▶ **STATED EXERCISE**
Rescale everything from the line containing "of the lake" down to the end of the material, reproducing every line, requests included. Multiply each coordinate in the answers by 1.65 and round to whole numbers, with halves rounded up, but leave the numbers in the requests and their format samples unchanged.
====
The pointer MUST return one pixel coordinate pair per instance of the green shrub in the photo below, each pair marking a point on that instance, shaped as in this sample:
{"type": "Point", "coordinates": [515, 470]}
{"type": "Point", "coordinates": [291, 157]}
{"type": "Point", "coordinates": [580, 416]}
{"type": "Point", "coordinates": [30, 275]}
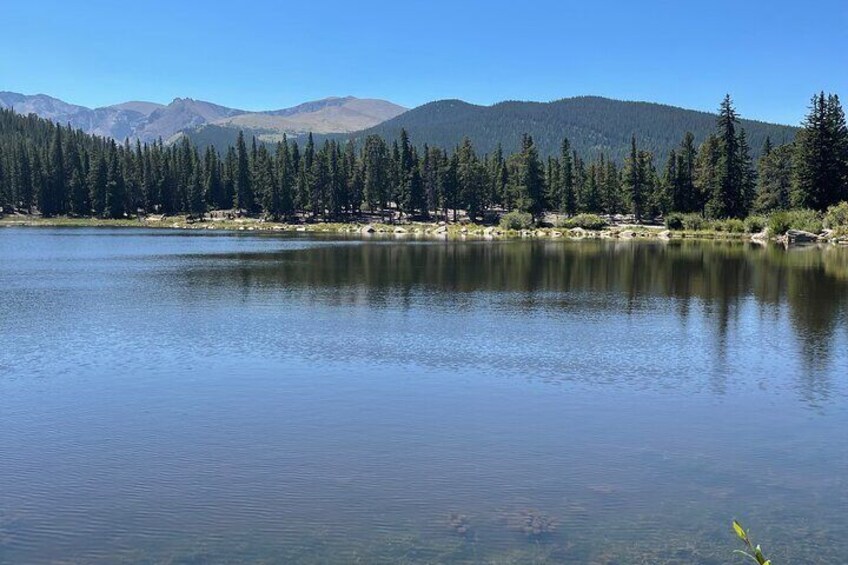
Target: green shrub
{"type": "Point", "coordinates": [674, 221]}
{"type": "Point", "coordinates": [695, 222]}
{"type": "Point", "coordinates": [755, 224]}
{"type": "Point", "coordinates": [585, 221]}
{"type": "Point", "coordinates": [806, 220]}
{"type": "Point", "coordinates": [836, 218]}
{"type": "Point", "coordinates": [516, 221]}
{"type": "Point", "coordinates": [731, 225]}
{"type": "Point", "coordinates": [778, 223]}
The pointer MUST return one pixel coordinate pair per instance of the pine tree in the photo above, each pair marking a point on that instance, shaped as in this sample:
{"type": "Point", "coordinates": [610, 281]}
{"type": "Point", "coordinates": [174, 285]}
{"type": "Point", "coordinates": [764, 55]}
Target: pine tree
{"type": "Point", "coordinates": [285, 178]}
{"type": "Point", "coordinates": [213, 184]}
{"type": "Point", "coordinates": [685, 197]}
{"type": "Point", "coordinates": [568, 197]}
{"type": "Point", "coordinates": [774, 179]}
{"type": "Point", "coordinates": [527, 180]}
{"type": "Point", "coordinates": [707, 171]}
{"type": "Point", "coordinates": [96, 182]}
{"type": "Point", "coordinates": [244, 195]}
{"type": "Point", "coordinates": [727, 200]}
{"type": "Point", "coordinates": [471, 179]}
{"type": "Point", "coordinates": [635, 175]}
{"type": "Point", "coordinates": [748, 181]}
{"type": "Point", "coordinates": [375, 160]}
{"type": "Point", "coordinates": [54, 187]}
{"type": "Point", "coordinates": [115, 187]}
{"type": "Point", "coordinates": [821, 156]}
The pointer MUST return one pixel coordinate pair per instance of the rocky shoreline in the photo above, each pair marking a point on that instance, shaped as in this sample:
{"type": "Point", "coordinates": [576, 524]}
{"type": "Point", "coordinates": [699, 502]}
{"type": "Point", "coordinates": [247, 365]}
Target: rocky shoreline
{"type": "Point", "coordinates": [437, 230]}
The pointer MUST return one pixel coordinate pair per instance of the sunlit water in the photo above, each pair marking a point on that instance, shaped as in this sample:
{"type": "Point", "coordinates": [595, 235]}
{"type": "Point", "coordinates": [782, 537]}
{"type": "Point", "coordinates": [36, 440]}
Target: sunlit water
{"type": "Point", "coordinates": [190, 398]}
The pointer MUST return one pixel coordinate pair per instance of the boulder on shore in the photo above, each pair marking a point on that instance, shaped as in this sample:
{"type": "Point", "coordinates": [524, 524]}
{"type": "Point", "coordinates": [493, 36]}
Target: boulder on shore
{"type": "Point", "coordinates": [800, 236]}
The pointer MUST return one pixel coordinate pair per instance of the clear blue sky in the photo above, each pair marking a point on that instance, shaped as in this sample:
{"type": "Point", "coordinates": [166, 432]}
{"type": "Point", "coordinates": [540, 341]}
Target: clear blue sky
{"type": "Point", "coordinates": [769, 55]}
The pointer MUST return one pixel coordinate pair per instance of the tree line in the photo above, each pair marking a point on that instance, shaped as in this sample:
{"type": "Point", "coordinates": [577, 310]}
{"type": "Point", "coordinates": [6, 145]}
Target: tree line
{"type": "Point", "coordinates": [56, 170]}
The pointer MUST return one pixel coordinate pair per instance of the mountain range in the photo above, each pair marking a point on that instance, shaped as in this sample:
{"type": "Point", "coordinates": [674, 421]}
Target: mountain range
{"type": "Point", "coordinates": [594, 125]}
{"type": "Point", "coordinates": [149, 121]}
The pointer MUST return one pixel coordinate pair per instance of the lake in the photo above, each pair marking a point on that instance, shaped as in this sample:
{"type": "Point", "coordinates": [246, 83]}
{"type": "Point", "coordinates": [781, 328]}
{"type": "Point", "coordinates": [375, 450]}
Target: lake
{"type": "Point", "coordinates": [186, 397]}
====
▶ **WRITTEN SOLUTION**
The pointer MUST return one pixel coordinate pair per instance of the lake in the photo above, each pair marking a point on that instance, shaped as in this sample:
{"type": "Point", "coordinates": [246, 83]}
{"type": "Point", "coordinates": [781, 328]}
{"type": "Point", "coordinates": [375, 450]}
Target: lake
{"type": "Point", "coordinates": [307, 655]}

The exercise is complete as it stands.